## [ACTIVITY]
Could you restate word for word every line from the one containing "Query: foreground plant" to the end of the records, and nothing else?

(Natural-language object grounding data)
-=-=-=-=-
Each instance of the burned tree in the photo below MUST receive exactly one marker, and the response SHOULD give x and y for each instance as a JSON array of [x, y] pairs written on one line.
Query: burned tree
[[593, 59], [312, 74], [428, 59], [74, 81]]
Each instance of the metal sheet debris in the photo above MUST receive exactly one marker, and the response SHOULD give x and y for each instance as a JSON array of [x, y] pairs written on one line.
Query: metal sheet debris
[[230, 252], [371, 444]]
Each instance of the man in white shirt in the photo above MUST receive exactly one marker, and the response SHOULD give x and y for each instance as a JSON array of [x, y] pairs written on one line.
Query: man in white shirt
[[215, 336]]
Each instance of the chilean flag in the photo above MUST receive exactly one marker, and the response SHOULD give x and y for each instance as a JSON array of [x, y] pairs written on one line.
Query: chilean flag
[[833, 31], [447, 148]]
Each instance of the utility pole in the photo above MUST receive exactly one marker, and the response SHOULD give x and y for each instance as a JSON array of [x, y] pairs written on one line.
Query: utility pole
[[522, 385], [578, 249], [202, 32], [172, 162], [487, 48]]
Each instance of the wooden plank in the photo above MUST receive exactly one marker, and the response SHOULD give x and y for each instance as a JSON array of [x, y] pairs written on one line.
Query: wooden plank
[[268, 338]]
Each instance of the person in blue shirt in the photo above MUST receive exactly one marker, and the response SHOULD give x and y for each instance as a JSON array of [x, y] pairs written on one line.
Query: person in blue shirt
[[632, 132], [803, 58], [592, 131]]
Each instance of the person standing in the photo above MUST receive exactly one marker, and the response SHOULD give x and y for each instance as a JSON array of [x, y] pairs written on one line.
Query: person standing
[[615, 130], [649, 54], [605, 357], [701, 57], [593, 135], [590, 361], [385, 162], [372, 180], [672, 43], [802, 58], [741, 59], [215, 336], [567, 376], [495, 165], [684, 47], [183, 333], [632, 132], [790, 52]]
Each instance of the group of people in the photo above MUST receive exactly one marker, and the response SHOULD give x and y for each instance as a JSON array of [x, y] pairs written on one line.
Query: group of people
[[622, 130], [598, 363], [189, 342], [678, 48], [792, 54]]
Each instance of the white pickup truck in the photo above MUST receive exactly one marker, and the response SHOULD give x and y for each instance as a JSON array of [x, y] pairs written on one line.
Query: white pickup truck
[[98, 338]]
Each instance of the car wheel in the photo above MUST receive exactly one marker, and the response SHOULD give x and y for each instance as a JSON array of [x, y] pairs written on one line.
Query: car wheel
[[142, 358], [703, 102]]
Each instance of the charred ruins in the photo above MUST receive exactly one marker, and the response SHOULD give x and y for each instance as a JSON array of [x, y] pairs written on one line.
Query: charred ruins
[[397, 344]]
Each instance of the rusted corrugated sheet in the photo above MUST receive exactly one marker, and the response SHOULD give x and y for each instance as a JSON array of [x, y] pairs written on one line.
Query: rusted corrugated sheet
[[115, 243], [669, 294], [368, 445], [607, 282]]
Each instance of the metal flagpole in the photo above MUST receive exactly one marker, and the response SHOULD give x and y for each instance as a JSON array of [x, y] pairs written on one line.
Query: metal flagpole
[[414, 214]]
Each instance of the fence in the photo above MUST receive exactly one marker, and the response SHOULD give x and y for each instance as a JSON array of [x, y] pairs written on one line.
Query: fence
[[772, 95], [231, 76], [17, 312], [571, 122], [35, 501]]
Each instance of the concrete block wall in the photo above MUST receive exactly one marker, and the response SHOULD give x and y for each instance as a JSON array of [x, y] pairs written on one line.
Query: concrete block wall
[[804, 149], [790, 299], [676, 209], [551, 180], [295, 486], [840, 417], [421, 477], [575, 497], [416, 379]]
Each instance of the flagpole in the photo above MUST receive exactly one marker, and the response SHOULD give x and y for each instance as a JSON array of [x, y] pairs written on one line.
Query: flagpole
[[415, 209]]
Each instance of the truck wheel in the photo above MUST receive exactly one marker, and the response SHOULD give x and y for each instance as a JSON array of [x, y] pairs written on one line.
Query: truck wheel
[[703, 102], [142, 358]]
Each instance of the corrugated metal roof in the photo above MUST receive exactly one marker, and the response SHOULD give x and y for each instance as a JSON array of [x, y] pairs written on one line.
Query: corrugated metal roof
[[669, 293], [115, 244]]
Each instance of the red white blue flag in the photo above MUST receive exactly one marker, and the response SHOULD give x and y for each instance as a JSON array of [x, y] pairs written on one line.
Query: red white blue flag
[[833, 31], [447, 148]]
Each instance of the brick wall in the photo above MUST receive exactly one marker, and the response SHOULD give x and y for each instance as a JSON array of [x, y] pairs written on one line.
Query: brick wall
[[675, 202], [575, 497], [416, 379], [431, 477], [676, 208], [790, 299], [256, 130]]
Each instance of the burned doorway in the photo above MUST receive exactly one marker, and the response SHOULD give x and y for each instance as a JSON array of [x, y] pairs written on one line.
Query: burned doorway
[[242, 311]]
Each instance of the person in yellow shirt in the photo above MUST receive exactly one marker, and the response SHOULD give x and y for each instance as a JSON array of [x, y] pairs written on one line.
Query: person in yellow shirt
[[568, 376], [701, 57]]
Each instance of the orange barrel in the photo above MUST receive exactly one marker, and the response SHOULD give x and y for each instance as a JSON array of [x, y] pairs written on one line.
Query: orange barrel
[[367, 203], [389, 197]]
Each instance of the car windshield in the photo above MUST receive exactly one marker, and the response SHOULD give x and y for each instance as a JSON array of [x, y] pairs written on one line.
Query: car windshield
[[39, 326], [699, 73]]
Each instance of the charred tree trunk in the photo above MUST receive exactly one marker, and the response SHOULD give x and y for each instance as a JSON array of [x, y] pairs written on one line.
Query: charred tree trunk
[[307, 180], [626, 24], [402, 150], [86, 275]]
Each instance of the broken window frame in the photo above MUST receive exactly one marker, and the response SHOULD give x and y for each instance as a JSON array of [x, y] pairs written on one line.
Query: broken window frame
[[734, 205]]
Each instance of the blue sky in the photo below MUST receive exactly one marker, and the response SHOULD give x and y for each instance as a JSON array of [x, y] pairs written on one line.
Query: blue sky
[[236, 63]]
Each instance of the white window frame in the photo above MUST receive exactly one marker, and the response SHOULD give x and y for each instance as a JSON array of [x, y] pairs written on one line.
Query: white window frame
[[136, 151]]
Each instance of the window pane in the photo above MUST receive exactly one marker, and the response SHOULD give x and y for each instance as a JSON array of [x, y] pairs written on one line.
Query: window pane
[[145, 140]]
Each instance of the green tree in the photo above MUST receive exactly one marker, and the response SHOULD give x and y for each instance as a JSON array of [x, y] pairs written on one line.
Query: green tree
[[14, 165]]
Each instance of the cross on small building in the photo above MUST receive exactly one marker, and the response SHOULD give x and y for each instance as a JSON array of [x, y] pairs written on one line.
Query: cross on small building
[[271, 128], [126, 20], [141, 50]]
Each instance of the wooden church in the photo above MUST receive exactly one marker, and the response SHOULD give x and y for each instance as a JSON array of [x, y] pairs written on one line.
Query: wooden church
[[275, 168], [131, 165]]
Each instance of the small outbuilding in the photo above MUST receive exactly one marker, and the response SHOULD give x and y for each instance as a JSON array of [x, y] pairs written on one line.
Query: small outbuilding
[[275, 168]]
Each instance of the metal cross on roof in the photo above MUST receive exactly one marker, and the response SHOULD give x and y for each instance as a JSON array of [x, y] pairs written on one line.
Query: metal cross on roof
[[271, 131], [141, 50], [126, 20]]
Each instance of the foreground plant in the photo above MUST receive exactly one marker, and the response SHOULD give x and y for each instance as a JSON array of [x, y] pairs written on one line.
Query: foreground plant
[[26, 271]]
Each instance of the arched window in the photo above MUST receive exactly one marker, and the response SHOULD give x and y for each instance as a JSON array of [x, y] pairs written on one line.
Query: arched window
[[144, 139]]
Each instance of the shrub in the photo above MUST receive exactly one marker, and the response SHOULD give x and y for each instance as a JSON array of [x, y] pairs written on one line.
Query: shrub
-=-=-=-=-
## [ANSWER TO THIS TASK]
Query: foreground plant
[[26, 271]]
Each instance of the arched window in the photo above MUST receive exactly one marker, and the response SHOULD give x and y for each instance as a JSON array of [x, y] pairs written on one line.
Query: arched window
[[144, 139]]
Each instance of the shrub in the photo above MUST receive exactly one marker, and the response SHOULD give x and y for each instance as a JSON array of [x, y] pairs written on one line.
Query: shrub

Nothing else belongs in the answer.